[Records from a data source]
-- -- --
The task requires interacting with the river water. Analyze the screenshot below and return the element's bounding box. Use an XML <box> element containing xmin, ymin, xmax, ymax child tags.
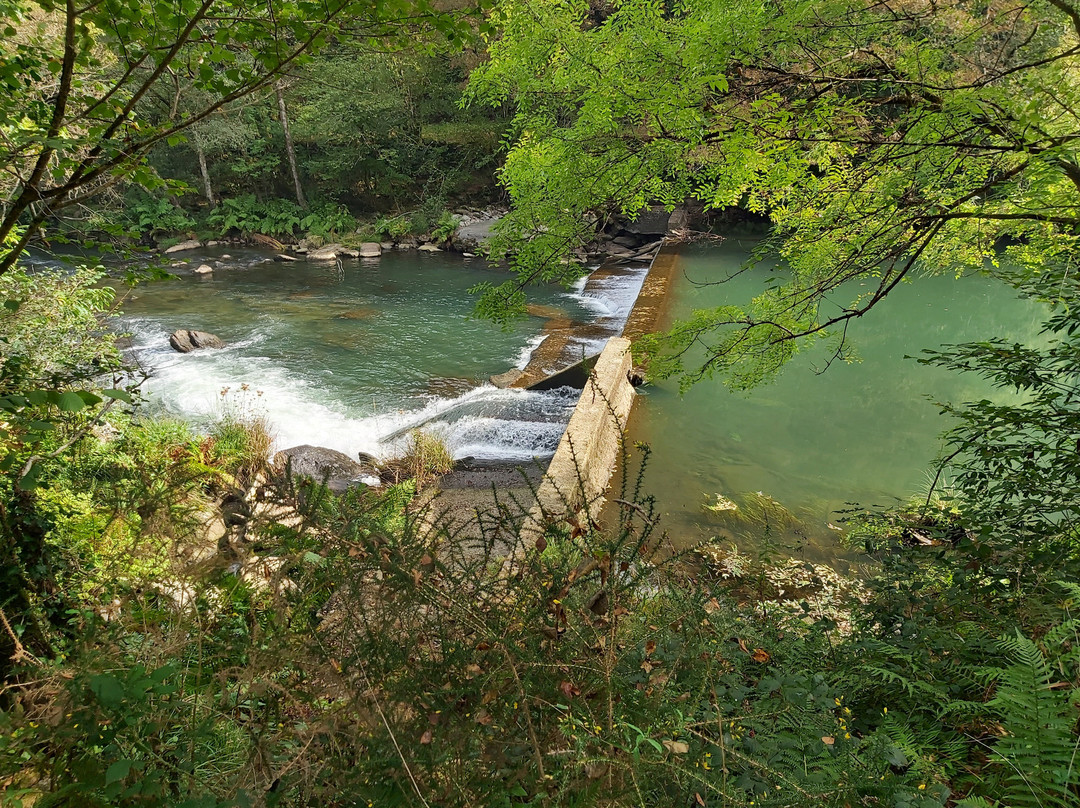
<box><xmin>120</xmin><ymin>247</ymin><xmax>640</xmax><ymax>461</ymax></box>
<box><xmin>111</xmin><ymin>238</ymin><xmax>1043</xmax><ymax>557</ymax></box>
<box><xmin>631</xmin><ymin>238</ymin><xmax>1045</xmax><ymax>556</ymax></box>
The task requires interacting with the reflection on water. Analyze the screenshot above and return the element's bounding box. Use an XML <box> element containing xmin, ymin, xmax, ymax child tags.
<box><xmin>121</xmin><ymin>248</ymin><xmax>626</xmax><ymax>460</ymax></box>
<box><xmin>631</xmin><ymin>239</ymin><xmax>1044</xmax><ymax>555</ymax></box>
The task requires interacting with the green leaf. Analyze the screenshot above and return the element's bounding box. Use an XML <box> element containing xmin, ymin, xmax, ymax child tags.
<box><xmin>56</xmin><ymin>392</ymin><xmax>86</xmax><ymax>413</ymax></box>
<box><xmin>105</xmin><ymin>760</ymin><xmax>132</xmax><ymax>785</ymax></box>
<box><xmin>90</xmin><ymin>673</ymin><xmax>124</xmax><ymax>706</ymax></box>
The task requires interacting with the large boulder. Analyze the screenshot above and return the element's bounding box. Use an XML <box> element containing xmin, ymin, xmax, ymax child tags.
<box><xmin>453</xmin><ymin>216</ymin><xmax>502</xmax><ymax>253</ymax></box>
<box><xmin>168</xmin><ymin>328</ymin><xmax>225</xmax><ymax>353</ymax></box>
<box><xmin>165</xmin><ymin>239</ymin><xmax>202</xmax><ymax>255</ymax></box>
<box><xmin>273</xmin><ymin>444</ymin><xmax>378</xmax><ymax>494</ymax></box>
<box><xmin>625</xmin><ymin>207</ymin><xmax>672</xmax><ymax>235</ymax></box>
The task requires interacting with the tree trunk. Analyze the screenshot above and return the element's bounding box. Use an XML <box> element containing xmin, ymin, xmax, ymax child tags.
<box><xmin>274</xmin><ymin>81</ymin><xmax>308</xmax><ymax>208</ymax></box>
<box><xmin>194</xmin><ymin>137</ymin><xmax>217</xmax><ymax>207</ymax></box>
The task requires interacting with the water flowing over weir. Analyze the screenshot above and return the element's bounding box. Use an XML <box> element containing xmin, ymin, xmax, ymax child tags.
<box><xmin>120</xmin><ymin>251</ymin><xmax>644</xmax><ymax>462</ymax></box>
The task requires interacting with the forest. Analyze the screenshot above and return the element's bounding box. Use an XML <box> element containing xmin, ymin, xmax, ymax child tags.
<box><xmin>0</xmin><ymin>0</ymin><xmax>1080</xmax><ymax>808</ymax></box>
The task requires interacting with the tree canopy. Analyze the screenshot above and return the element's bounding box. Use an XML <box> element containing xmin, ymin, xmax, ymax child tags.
<box><xmin>0</xmin><ymin>0</ymin><xmax>473</xmax><ymax>272</ymax></box>
<box><xmin>471</xmin><ymin>0</ymin><xmax>1080</xmax><ymax>387</ymax></box>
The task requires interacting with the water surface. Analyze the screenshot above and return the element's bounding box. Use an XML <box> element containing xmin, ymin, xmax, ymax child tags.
<box><xmin>631</xmin><ymin>239</ymin><xmax>1045</xmax><ymax>554</ymax></box>
<box><xmin>121</xmin><ymin>248</ymin><xmax>633</xmax><ymax>460</ymax></box>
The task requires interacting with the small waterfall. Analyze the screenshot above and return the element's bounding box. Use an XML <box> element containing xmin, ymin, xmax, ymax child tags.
<box><xmin>121</xmin><ymin>252</ymin><xmax>645</xmax><ymax>461</ymax></box>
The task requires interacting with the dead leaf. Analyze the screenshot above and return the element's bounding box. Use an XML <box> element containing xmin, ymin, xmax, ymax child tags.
<box><xmin>663</xmin><ymin>741</ymin><xmax>690</xmax><ymax>755</ymax></box>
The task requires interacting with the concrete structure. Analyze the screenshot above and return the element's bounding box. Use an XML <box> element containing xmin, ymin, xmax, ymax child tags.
-- -- --
* Task prompt *
What is needed is an exact reproduction of the data, pictures excluded.

* Solution below *
The task requires interacting with the river water. Analyze the screenshot below and return the element's bounding box. Use an XML <box> element containing xmin, ymin, xmax, ymax child tags.
<box><xmin>120</xmin><ymin>247</ymin><xmax>640</xmax><ymax>461</ymax></box>
<box><xmin>111</xmin><ymin>238</ymin><xmax>1043</xmax><ymax>557</ymax></box>
<box><xmin>631</xmin><ymin>238</ymin><xmax>1045</xmax><ymax>556</ymax></box>
The task requires interacting with the reflection on water. Analyze the screenshot above and return the element's bounding box. Use an XML <box> element containing xmin, ymin, xmax, ymax child tags.
<box><xmin>121</xmin><ymin>248</ymin><xmax>626</xmax><ymax>460</ymax></box>
<box><xmin>631</xmin><ymin>239</ymin><xmax>1044</xmax><ymax>555</ymax></box>
The task requires interacting with the green leaf. Analyze the screenshot above and return the element's bounding box. Use an XML <box> element containing xmin, ymin, xmax, ymax child tags.
<box><xmin>56</xmin><ymin>392</ymin><xmax>86</xmax><ymax>413</ymax></box>
<box><xmin>105</xmin><ymin>760</ymin><xmax>132</xmax><ymax>785</ymax></box>
<box><xmin>90</xmin><ymin>673</ymin><xmax>124</xmax><ymax>706</ymax></box>
The task requires interacting with the large boulder. Analyze the screenshot above and return the element's bounding box. Use an XML <box> element containing xmin, ymin, xmax, ymax child tags.
<box><xmin>453</xmin><ymin>216</ymin><xmax>502</xmax><ymax>253</ymax></box>
<box><xmin>168</xmin><ymin>328</ymin><xmax>225</xmax><ymax>353</ymax></box>
<box><xmin>165</xmin><ymin>239</ymin><xmax>202</xmax><ymax>255</ymax></box>
<box><xmin>273</xmin><ymin>444</ymin><xmax>378</xmax><ymax>494</ymax></box>
<box><xmin>625</xmin><ymin>207</ymin><xmax>672</xmax><ymax>235</ymax></box>
The task requires interacting with the tree trunk. Analyze the screenshot above and return the element's bounding box. Use an XML <box> element containing xmin, ymin, xmax, ymax child tags.
<box><xmin>274</xmin><ymin>81</ymin><xmax>308</xmax><ymax>208</ymax></box>
<box><xmin>194</xmin><ymin>137</ymin><xmax>217</xmax><ymax>207</ymax></box>
The task requires interacting with the water flowing over weir. Analyze the screenshot above and return the element's bounding box. Use an XML <box> element containing xmin, ymin, xmax, ymax child tags.
<box><xmin>120</xmin><ymin>251</ymin><xmax>644</xmax><ymax>462</ymax></box>
The task requires interacting with the forest. Analyze the screenshot above and return the element's bounding box. Use an XML <box> element containing xmin, ymin, xmax, ymax child tags.
<box><xmin>0</xmin><ymin>0</ymin><xmax>1080</xmax><ymax>808</ymax></box>
The task requires interacting with the tree canopy. Analyze the screenshot above and return the element's bounding box. Use an XML <box> element containing xmin, ymin, xmax, ymax child tags.
<box><xmin>0</xmin><ymin>0</ymin><xmax>473</xmax><ymax>272</ymax></box>
<box><xmin>471</xmin><ymin>0</ymin><xmax>1080</xmax><ymax>387</ymax></box>
The task requires interacting with the water surface. Analyze the screenshot above and return the element's bounding box. Use an XML <box> element containing xmin, ymin, xmax, ymax child tags.
<box><xmin>631</xmin><ymin>239</ymin><xmax>1045</xmax><ymax>554</ymax></box>
<box><xmin>121</xmin><ymin>248</ymin><xmax>633</xmax><ymax>460</ymax></box>
The task requires interacting with the small waterfall. Analyze the screenshot above and return the element's bounding box. Use an XML <box> element containing xmin, ymin, xmax, ymax child tags.
<box><xmin>121</xmin><ymin>252</ymin><xmax>645</xmax><ymax>461</ymax></box>
The task requires interacting with the dead leaf. Analyze the screenshot above and return the element's bounding box. Use an XML <box> element containing xmin, ymin, xmax, ymax child tags.
<box><xmin>663</xmin><ymin>741</ymin><xmax>690</xmax><ymax>755</ymax></box>
The task requires interacting with the concrete structure. Analyze the screenshot above and return the element's bounding box. Use an XML <box> element containing xmin, ymin, xmax, ymax child tags.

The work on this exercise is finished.